┌─ Supplied data

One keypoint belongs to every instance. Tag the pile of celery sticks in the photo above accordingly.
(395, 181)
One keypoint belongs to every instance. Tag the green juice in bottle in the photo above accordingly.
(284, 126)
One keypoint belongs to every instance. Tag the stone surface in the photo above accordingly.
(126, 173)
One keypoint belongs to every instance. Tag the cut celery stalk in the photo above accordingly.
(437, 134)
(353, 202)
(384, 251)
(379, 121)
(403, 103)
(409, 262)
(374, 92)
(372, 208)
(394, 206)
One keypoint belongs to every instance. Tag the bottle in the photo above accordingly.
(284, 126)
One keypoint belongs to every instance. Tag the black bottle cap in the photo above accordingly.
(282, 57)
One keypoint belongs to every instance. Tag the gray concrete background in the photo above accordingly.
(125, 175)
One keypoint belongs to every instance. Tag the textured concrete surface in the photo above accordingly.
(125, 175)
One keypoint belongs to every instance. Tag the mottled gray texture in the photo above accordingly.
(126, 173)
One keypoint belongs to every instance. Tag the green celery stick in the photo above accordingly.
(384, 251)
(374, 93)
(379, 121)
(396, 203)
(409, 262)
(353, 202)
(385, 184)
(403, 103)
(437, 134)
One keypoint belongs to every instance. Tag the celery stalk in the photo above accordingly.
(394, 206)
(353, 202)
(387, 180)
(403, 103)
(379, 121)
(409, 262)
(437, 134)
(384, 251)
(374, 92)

└─

Reproduce all of the data above, changing each "keypoint" to "marker" and keeping everything else identical.

Answer to this problem:
One marker belongs to every instance. Tag the pile of celery sticks in the photo above accordingly.
(395, 181)
One marker belongs to every instance. Tag the green juice in bottle in the photo above accordingly.
(284, 126)
One marker belongs to every instance. Tag the stone surface in the photo above accordingly.
(126, 173)
One marker belongs to every instance. Tag the cut celery stalk in the photo above accordingly.
(437, 134)
(353, 202)
(384, 251)
(379, 121)
(403, 103)
(409, 262)
(374, 92)
(372, 208)
(394, 206)
One marker belongs to every instance. Tag the bottle in the photo above accordingly.
(284, 126)
One marker belongs to every instance. Tag the black bottle cap in the photo above accordingly.
(282, 57)
One marker belongs to every instance. Tag the gray concrete background in the photo above accordingly.
(125, 175)
One marker belongs to every instance. Tag the textured concrete surface in the photo above accordingly.
(125, 175)
One marker belongs to every instance. Tag the mottled gray texture in the photo above accordingly.
(126, 173)
One marker belongs to every instance. Tag the green celery stick in the photo above accordingly.
(384, 251)
(374, 93)
(379, 121)
(396, 203)
(409, 262)
(353, 202)
(385, 184)
(403, 103)
(437, 134)
One marker belongs to every instance. Tag the celery stalk in the photo above accordingly.
(394, 206)
(353, 202)
(387, 180)
(403, 103)
(379, 121)
(409, 262)
(437, 134)
(384, 251)
(374, 92)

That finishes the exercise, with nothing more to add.